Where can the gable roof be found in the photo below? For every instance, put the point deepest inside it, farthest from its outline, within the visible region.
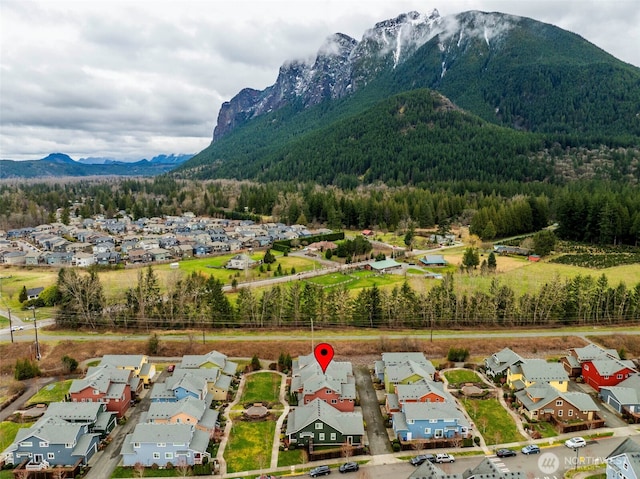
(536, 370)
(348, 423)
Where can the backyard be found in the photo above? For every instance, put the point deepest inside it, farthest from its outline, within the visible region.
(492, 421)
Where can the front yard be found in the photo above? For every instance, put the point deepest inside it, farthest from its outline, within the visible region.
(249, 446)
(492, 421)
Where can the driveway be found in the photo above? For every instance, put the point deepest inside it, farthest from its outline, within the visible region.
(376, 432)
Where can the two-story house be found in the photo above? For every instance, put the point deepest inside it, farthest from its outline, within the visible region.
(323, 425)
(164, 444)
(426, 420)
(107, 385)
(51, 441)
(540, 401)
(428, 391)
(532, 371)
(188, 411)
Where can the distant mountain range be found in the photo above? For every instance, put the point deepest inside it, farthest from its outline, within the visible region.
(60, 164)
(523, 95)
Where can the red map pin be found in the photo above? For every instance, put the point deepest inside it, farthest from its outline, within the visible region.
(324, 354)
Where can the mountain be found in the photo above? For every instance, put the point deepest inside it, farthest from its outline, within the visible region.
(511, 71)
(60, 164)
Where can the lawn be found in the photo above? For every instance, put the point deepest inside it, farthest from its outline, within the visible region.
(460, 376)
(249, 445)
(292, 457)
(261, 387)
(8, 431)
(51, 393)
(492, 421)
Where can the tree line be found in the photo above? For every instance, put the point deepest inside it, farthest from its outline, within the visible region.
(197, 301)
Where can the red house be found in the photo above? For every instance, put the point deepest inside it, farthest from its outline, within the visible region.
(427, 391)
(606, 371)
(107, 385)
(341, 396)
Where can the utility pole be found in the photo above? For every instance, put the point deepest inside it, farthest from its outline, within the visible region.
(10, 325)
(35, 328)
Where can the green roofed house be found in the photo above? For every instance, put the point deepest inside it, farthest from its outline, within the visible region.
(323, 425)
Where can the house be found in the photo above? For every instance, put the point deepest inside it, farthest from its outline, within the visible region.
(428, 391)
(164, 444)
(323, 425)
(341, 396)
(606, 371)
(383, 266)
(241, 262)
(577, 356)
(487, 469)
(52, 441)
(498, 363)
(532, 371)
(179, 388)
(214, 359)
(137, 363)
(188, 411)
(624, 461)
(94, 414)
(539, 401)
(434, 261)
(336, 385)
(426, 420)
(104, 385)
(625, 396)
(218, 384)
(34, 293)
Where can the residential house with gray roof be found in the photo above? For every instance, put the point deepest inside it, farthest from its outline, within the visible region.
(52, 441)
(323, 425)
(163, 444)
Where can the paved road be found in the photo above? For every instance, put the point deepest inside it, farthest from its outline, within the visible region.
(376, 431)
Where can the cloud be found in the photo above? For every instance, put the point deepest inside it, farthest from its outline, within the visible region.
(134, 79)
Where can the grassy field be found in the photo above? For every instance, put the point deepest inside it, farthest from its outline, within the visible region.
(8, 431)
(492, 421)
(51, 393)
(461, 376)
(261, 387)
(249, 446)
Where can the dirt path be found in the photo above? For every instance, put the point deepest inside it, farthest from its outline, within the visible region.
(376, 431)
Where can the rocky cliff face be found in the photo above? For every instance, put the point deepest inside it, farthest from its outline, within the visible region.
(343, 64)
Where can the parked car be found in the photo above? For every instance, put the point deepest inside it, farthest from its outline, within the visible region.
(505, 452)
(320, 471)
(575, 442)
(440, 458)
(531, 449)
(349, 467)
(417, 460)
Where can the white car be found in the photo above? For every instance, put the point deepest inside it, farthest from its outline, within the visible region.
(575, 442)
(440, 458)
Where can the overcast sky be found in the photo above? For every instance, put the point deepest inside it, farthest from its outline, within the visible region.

++++++

= Objective =
Print out the lines exactly, skipping any picture.

= Full response =
Where can the gable roof be found in the photo below? For every instance, put the point deepest inside it, farthest from its outline, within the visible region.
(536, 370)
(348, 423)
Where can the backyard be found in the photo above? For every instance, put the point deepest inside it, farthest from its outline, within the visible region.
(492, 421)
Where can the front yard be found in the photo above? For every instance, put the point deepest inside it, farthest from its outline, within the visible region.
(249, 446)
(492, 421)
Where can the driveway be found in the photo above? For every instance, put the point deepest inside it, farthest from its outline, within the visible region.
(376, 432)
Where can the two-story house be found in the photo above? For every instance, put the point deepest inside it, farthest from its outline, within the visible region.
(323, 425)
(164, 444)
(426, 420)
(107, 385)
(51, 441)
(540, 401)
(428, 391)
(532, 371)
(188, 411)
Where can the distant mountain range be found in the photo above? For every instance, put the point deepest inside it, farthest from its outline, within the visible region.
(60, 164)
(523, 95)
Where can the red map pin be found in the photo above? For every instance, put the point deepest inside it, farthest from its outline, within the visible region.
(324, 354)
Where can the mountain be found in the photo above? For every instance, put the point deepest inside it, farthest from its outline, within the visible region.
(511, 71)
(60, 164)
Where can the lawn be found in the photo above? For every instance, put the point deepest inside it, farthest from its outline, within the visible region.
(460, 376)
(249, 445)
(292, 457)
(261, 387)
(8, 431)
(51, 393)
(492, 421)
Where can the tree line be found in the photo above? For every instance, put the point deepest inside it, farthest from its outline, within the visible region.
(197, 301)
Where can the red house be found in the photo above? For every instance, put the point deepest inside it, farthest from its outline, within the visible region.
(427, 391)
(606, 371)
(107, 385)
(341, 396)
Where can the utility pole be found in the photo above? For every instance, put the point deepest inside it, farthest from its outline, within the visible region.
(10, 325)
(35, 328)
Where can the green roofed house be found in the photo above? For every instance, put the point deepest inside it, farthest from its outline, within the visible region.
(323, 425)
Where can the house be found in the photo above? For every instance, put the point deepest inside it, farthest from its outline, within the visible region.
(428, 391)
(164, 444)
(323, 425)
(341, 396)
(606, 371)
(383, 266)
(241, 262)
(577, 356)
(487, 469)
(52, 441)
(498, 363)
(532, 371)
(179, 388)
(214, 359)
(137, 363)
(188, 411)
(624, 461)
(94, 414)
(539, 401)
(434, 261)
(336, 385)
(426, 420)
(104, 385)
(625, 396)
(218, 384)
(34, 293)
Where can the residential house with gray roof be found in the photo above? For every instance, put the point deepest inside it, farthest from its outline, within the visible region.
(52, 441)
(323, 425)
(163, 444)
Where can the paved road be found in the photo above? For every instance, put the point deepest inside it, farthest from its outline, within the visible region.
(376, 431)
Where can the cloud be found in the photo above? For every instance, put the point deepest inside it, farthest from its outline, within the visible region.
(134, 79)
Where can the grassy field be found in the photo above? For every instance, put the point deepest inside it, farthest from its outline, within the visible region.
(8, 431)
(492, 421)
(51, 393)
(461, 376)
(261, 387)
(249, 446)
Where can the dirt path be found in the photo above? For every instance, put the point deepest inside it, farthest from its outline, within the visible region.
(376, 431)
Where can the rocky cliff face be found in the photo above? For every instance, put the point deepest inside it, farthest from its outline, within the visible region.
(343, 64)
Where can the parked car be found in the photo above? For every instance, put the point deepest inside it, farthest from its outline, within the visible region.
(505, 452)
(320, 471)
(575, 442)
(440, 458)
(531, 449)
(349, 467)
(417, 460)
Where can the white car be found in the photo above? For every instance, put the point deepest inside it, farthest from its outline, within the visible region.
(575, 442)
(440, 458)
Where can the overcast sky be found in the photo above? For every instance, put the point deepest inside it, farthest from its outline, within the visible region.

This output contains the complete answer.